* _Text segment_
───

Collective settlement procedures
The Class Actions Settlement Act provides a legal basis for a group of injured parties to conclude a settlement agreement with the party or parties causing mass damages, using the help of a representative.  The representative of the interests of the injured parties, usually a special-purpose foundation (stichting), can conclude a settlement agreement with the party or parties causing the damage, which can then be declared generally binding on the basis of the Class Actions Settlement Act by the Amsterdam Court of Appeal. Following that declaration of the Court, the agreement applies to the entire class of parties injured by the single event, including those who were not involved in the conclusion of the settlement agreement.
The Class Actions Settlement Act provides a way out for injured parties not wanting to be bound by the settlement agreement. This is known as the opt-out mechanism. In the event a party does not want to be part of the collective, he or she may within a certain period of time set by the court (which must be at least three months), indicate that he or she does not want to participate in the settlement agreement. A reason to opt-out could be to keep open the possibility of conducting individual negotiations or to lodge individual claims in court. It should be noted, however, that individual proceedings may be suspended at the request of the defendant until the court has declared the settlement agreement generally binding. 
The Class Actions Settlement Act is a potentially useful tool for parties suffering damages who do not have the means to initiate individual proceedings, as it guarantees a prospect of compensation within a foreseeable time should the court declare the settlement generally binding. The mechanism may, however, be unfavourable for those who do have the means to initiate proceedings, as they too will be bound by the settlement agreement and dependent on the representative conducting the negotiations. Those parties will have to make sure they opt-out on time, while running the risk that their individual proceedings will be stayed. The party or parties causing the damages on the other hand can benefit from such stay, while having the chance to settle multiple damages claims at once, rather than dealing with numerous individual proceedings.

───

* _Records_
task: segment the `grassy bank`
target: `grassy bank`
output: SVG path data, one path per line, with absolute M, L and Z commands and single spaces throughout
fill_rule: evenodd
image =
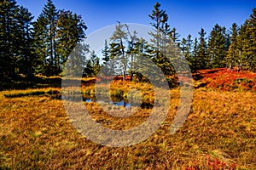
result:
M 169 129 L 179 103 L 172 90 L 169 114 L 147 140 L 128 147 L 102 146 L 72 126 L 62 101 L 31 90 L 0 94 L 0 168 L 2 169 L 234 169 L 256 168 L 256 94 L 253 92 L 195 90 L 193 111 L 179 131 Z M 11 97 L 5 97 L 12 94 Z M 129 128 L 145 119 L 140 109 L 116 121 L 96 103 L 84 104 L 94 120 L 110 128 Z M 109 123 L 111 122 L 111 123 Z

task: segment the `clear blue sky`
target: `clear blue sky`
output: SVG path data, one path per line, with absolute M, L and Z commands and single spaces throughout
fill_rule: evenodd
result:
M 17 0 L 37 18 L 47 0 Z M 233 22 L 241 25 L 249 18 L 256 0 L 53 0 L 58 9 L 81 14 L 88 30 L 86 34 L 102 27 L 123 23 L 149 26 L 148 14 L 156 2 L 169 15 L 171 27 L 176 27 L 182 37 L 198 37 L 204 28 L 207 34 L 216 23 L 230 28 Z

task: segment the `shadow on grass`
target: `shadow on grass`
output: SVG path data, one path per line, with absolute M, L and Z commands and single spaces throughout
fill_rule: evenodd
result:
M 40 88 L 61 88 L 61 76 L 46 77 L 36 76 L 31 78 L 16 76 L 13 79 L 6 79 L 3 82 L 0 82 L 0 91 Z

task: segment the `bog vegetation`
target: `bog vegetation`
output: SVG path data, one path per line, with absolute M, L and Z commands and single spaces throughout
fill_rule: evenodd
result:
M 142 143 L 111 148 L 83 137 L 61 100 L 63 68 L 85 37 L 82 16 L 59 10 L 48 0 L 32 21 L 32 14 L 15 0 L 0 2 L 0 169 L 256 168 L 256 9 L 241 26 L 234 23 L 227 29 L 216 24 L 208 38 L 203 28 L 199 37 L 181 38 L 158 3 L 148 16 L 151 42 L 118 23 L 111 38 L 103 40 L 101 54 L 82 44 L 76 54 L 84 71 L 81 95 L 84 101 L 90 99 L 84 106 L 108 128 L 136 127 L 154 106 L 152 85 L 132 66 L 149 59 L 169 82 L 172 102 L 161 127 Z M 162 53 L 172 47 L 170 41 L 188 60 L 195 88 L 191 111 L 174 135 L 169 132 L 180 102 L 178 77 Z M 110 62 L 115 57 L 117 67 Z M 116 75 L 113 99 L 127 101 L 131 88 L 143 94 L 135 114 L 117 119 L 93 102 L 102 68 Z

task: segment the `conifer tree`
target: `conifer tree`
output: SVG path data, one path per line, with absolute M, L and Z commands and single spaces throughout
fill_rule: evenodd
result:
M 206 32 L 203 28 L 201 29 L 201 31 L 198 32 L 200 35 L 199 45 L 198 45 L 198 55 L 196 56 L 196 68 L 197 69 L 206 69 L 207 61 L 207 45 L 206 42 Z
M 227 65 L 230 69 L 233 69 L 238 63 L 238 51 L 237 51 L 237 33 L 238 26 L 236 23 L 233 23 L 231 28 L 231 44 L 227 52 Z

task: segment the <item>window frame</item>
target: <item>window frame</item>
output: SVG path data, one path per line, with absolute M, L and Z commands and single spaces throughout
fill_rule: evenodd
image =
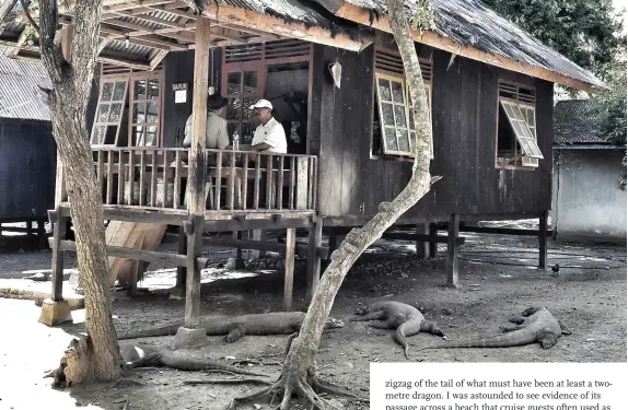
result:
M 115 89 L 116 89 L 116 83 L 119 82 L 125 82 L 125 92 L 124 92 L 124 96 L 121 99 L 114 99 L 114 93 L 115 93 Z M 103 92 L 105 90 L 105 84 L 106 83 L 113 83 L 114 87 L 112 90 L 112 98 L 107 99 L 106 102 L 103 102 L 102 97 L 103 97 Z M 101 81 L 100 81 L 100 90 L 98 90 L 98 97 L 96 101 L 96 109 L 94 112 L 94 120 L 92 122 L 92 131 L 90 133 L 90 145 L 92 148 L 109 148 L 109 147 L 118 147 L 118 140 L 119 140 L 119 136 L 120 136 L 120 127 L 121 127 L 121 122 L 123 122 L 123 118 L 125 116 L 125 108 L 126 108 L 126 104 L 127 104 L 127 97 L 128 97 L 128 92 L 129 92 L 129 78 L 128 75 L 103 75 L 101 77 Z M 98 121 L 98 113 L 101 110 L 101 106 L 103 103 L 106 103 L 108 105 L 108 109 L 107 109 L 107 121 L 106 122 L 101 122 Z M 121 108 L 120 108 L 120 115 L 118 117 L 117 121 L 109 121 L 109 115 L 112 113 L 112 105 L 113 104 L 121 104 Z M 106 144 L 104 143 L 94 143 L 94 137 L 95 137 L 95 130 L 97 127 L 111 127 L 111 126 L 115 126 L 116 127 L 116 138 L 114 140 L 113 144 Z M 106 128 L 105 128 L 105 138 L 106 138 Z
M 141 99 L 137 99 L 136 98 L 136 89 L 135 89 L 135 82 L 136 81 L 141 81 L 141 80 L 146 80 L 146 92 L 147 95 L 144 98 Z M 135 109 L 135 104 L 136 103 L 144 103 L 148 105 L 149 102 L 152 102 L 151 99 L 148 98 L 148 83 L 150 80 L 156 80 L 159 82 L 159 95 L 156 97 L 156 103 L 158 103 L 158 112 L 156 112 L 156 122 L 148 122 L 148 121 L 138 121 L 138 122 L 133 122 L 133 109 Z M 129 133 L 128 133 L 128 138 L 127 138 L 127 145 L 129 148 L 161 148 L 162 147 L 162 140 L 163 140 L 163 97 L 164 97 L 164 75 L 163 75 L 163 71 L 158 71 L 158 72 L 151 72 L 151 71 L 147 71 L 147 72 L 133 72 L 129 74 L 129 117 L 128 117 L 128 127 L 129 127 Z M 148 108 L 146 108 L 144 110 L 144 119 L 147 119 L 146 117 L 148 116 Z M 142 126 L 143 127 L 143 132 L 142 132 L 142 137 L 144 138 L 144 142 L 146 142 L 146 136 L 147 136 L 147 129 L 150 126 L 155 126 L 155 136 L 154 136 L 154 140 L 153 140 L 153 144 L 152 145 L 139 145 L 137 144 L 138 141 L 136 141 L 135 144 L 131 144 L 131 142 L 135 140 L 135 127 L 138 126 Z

───

* _Stated task 1_
In the text on collective settlement procedures, what is the minimum period the court must allow for an injured party to opt out of the settlement agreement?
* _Stated task 2_
Carry on the text on collective settlement procedures, starting after its final sentence.
The items are not needed here.

* _Result 1_
At least three months.

* _Result 2_
Since its entry into force in July 2005, the Class Actions Settlement Act has been applied on several occasions. Nine class settlement agreements have been declared binding on the basis of the Class Actions Settlement Act since its entry into force. None of these cases concerned cartel damages claims, but rather claims from large numbers of consumers having suffered relatively low-value damages (as opposed to larger cartel damages claims from business customers).  The mechanism is well-known outside the Netherlands and has been used even in cases that lack a strong connection to the Netherlands. The Amsterdam Court of Appeal (having exclusive jurisdiction to declare collective settlement agreements binding) has in the past accepted jurisdiction when only few injured parties were based in the Netherlands. The Shell and Converium cases  are among the most well-known cases to that effect.
In 2004, it emerged that Shell had overstated its oil reserves. As soon as the lower oil and gas stocks were announced, the share price fell causing damage to investors. Shell eventually settled the case, covering damages of institutional investors in many jurisdictions in relation to securities traded on any stock exchange (but the New York Stock Exchange) between 8 April 1999 and 18 March 2004. The Amsterdam Court of Appeal declared the settlement binding on 29 May 2009,  being the first international application of the class settlement mechanism. The Court’s jurisdiction was based on the nationality of one of the defending Shell entities rather than the nationalities of the investors, thereby opening up the possibility for foreign aggrieved parties to seek damages in the Netherlands on the basis of the Class Actions Settlement Act.
Another interesting case illustrating that the Dutch Court of Appeal is willing to accept jurisdiction in cases that have a limited nexus to the Netherlands is the Converium case.  The Converium decision was prompted by a dispute concerning a decline in share value following the IPO of the Swiss Converium Holding AG, having its shares registered on the Swiss stock exchange and derivatives on the American stock exchange. The alleged wrongdoing and harm occurred outside the Netherlands. In addition, none of the potentially liable entities and very few of the interested parties were domiciled in the Netherlands. Yet, the Dutch Court of Appeal accepted jurisdiction, implying that even without any interested party having domicile in the Netherlands, the Amsterdam Court of Appeal could potentially have jurisdiction as long as a Dutch foundation would represent the interested parties in the Dutch proceedings.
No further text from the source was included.